Tasks >>
A. According to the review below of the John O'Neill biography, for how many days was O'Neill suspended in June 1998?
B. Reproduce the part of the review below that begins at the words "O’Neill was a charismatic, larger" and ends after "through the night.".

Source passage >>
=== Section Start ===

“The Man Who Warned America” By Murray Weiss
By Sabina Clarke
In this riveting biography of former FBI agent John O’Neill, the nation’s top counterterrorism cop in both Washington, D.C. and later New York City, author Murray Weiss offers an accurate and factual account of O’Neill’s spectacular career and his complex clandestine personal life.
O’Neill was a charismatic, larger than life figure who didn’t fit the mold of the traditional FBI agent. He was cut from a different cloth, dressing in Burberry suits and Bruno Magli shoes; entertaining foreign dignitaries lavishly, often at his own expense.
O’Neill was a bon vivant who mingled with the clubby crowd at Elaine’s, one of the trendy New York night spots he frequented yet he was also a tireless investigator who worked through the night.
Surprisingly, not too many Americans know who John O’Neill is or even what his connection is to events leading up to 9/11. It was John O’Neill who led the investigations of the bombings of the World Trade Center in 1993, a US base in Saudi Arabia in 1996, the U.S. embassies in Nairobi and Dar-Es-Salaam in 1998 and the U.S.S. Cole naval ship in 2000. Yet, this unsung American hero was thwarted at every step of the way by both the Clinton and later the Bush administrations.
Dating back to 1995, O’Neill had warned his supervisors at the Bureau that Osama Bin Laden was the greatest threat to our national security; impressing upon them that Bin Laden and other Islamic fundamentalist radicals had the capacity to strike on American soil. But it appears the government wasn’t listening or had a very different agenda. Also, there was that special relationship the Bush dynasty had with the Bin Ladens going back to the presidency of George Herbert Walker Bush.
O’Neill complained bitterly that the U.S. State Department and the oil lobby who made up former President George W. Bush’s entourage, blocked attempts to prove Bin Laden’s guilt. He met on several occasions with French journalists Jean-Charles Brisard and Guillaume Dasquie, the authors of the explosive book Hidden Truth (released in 2001 and virtually ignored by the U.S. media) and confided to them that the main obstacles to investigating Islamic terrorism were U.S. corporate oil interests.
And, precisely because of his activism and relentless search for the truth, it can be surmised that O’Neill became the government’s chief target; he was quickly becoming the man who knew too much.
In June 1998, when he let a girlfriend use a bathroom in a secret FBI garage after his car broke down, he was suspended by the Department for 15 days and passed over for a promotion to deputy director of the national security division at FBI headquarters because of what the Bureau referred to as the “car incident”. Then in May 2000, he was once again passed over to head the FBI’s New York Office—a job he both coveted and deserved.

=== Section End ===

Supplied data >>
=== Section Start ===

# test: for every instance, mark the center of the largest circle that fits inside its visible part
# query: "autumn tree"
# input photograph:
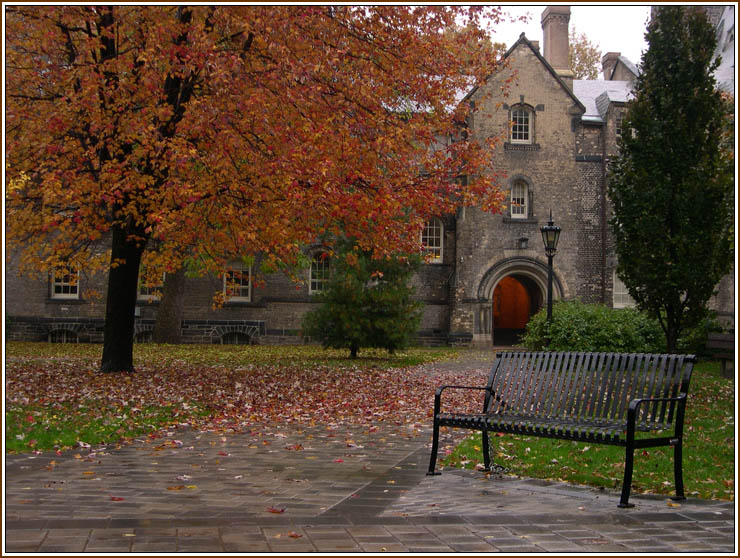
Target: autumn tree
(366, 302)
(214, 132)
(584, 57)
(672, 183)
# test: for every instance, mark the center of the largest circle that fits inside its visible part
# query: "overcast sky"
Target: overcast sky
(613, 27)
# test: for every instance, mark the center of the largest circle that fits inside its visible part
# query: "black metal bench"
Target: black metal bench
(599, 398)
(722, 346)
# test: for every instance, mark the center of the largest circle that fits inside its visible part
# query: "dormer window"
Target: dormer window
(522, 121)
(432, 239)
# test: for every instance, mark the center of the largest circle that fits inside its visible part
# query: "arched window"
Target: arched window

=== Section End ===

Results for each task >>
A. He was suspended for 15 days.

B.
O’Neill was a charismatic, larger than life figure who didn’t fit the mold of the traditional FBI agent. He was cut from a different cloth, dressing in Burberry suits and Bruno Magli shoes; entertaining foreign dignitaries lavishly, often at his own expense.
O’Neill was a bon vivant who mingled with the clubby crowd at Elaine’s, one of the trendy New York night spots he frequented yet he was also a tireless investigator who worked through the night.